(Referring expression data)
^^^^^^^^^^^^^^^^

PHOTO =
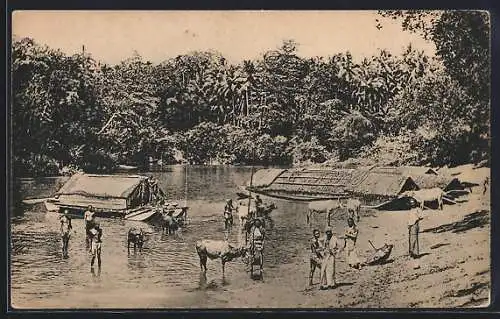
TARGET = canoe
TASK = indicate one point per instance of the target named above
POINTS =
(142, 215)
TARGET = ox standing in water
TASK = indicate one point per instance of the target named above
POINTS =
(66, 228)
(215, 249)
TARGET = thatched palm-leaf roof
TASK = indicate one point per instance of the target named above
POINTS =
(431, 181)
(383, 184)
(265, 177)
(107, 186)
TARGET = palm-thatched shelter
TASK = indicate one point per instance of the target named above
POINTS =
(372, 187)
(106, 193)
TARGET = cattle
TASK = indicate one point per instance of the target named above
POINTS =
(243, 212)
(323, 207)
(427, 195)
(353, 208)
(217, 249)
(136, 237)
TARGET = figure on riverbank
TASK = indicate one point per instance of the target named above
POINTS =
(256, 246)
(95, 244)
(353, 208)
(66, 228)
(316, 258)
(351, 236)
(414, 218)
(89, 219)
(327, 279)
(258, 206)
(486, 183)
(228, 214)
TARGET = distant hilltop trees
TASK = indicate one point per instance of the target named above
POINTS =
(278, 109)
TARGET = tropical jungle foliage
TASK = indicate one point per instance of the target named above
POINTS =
(74, 111)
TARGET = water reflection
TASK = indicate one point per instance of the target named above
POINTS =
(166, 263)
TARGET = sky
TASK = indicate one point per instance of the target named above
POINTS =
(112, 36)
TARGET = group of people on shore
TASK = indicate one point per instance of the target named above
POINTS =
(324, 250)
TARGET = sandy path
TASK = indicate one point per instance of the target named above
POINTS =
(454, 270)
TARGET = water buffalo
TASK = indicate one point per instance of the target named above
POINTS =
(136, 237)
(215, 249)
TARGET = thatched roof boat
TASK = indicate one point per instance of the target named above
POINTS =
(125, 196)
(378, 187)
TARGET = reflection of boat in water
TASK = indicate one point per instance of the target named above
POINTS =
(126, 168)
(132, 197)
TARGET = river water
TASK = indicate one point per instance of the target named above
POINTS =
(166, 274)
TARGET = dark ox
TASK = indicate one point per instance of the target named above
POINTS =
(217, 249)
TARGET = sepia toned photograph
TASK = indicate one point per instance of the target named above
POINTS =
(250, 159)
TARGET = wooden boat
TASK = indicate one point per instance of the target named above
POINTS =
(131, 197)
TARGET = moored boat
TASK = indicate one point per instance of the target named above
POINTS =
(133, 197)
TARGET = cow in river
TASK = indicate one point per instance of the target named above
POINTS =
(136, 237)
(215, 249)
(323, 207)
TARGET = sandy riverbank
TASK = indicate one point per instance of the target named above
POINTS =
(454, 269)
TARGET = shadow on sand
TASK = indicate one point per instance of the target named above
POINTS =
(470, 221)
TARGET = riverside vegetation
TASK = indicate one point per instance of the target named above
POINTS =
(74, 111)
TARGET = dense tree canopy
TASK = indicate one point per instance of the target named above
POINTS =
(278, 109)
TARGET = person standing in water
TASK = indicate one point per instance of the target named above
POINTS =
(316, 258)
(95, 244)
(88, 218)
(328, 266)
(414, 218)
(66, 228)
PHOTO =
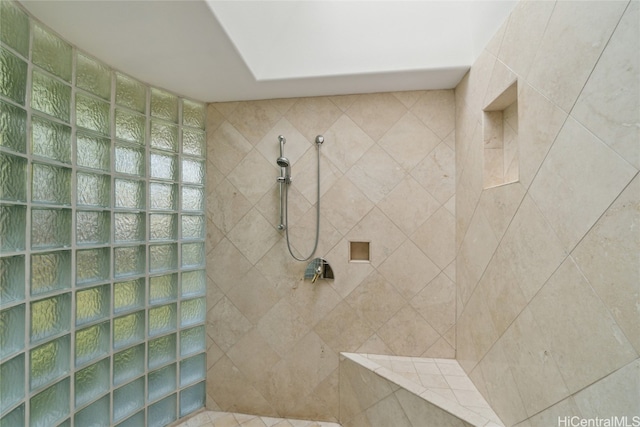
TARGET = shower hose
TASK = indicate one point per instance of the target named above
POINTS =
(286, 214)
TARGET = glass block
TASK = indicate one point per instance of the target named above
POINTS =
(15, 417)
(93, 76)
(164, 105)
(93, 304)
(50, 316)
(192, 199)
(192, 399)
(93, 151)
(12, 323)
(130, 160)
(193, 254)
(193, 369)
(129, 261)
(92, 227)
(163, 196)
(192, 171)
(93, 114)
(12, 385)
(128, 399)
(50, 271)
(13, 126)
(12, 279)
(13, 178)
(129, 227)
(162, 319)
(94, 415)
(14, 27)
(131, 93)
(51, 184)
(164, 136)
(92, 343)
(128, 330)
(163, 166)
(93, 189)
(193, 142)
(130, 127)
(130, 194)
(193, 227)
(13, 76)
(50, 139)
(163, 257)
(50, 96)
(192, 311)
(49, 362)
(92, 265)
(163, 412)
(163, 227)
(161, 381)
(162, 351)
(194, 283)
(51, 53)
(51, 405)
(128, 364)
(13, 223)
(91, 382)
(193, 114)
(192, 341)
(50, 228)
(128, 295)
(163, 288)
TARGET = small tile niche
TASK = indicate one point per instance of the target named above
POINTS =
(359, 252)
(500, 136)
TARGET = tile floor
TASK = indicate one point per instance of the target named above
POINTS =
(228, 419)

^^^^^^^^^^^^^^^^

* _WHAT IS REQUIRED_
Tell how many lines above include the word "thatched". Give the number alone.

* _ANSWER SECTION_
3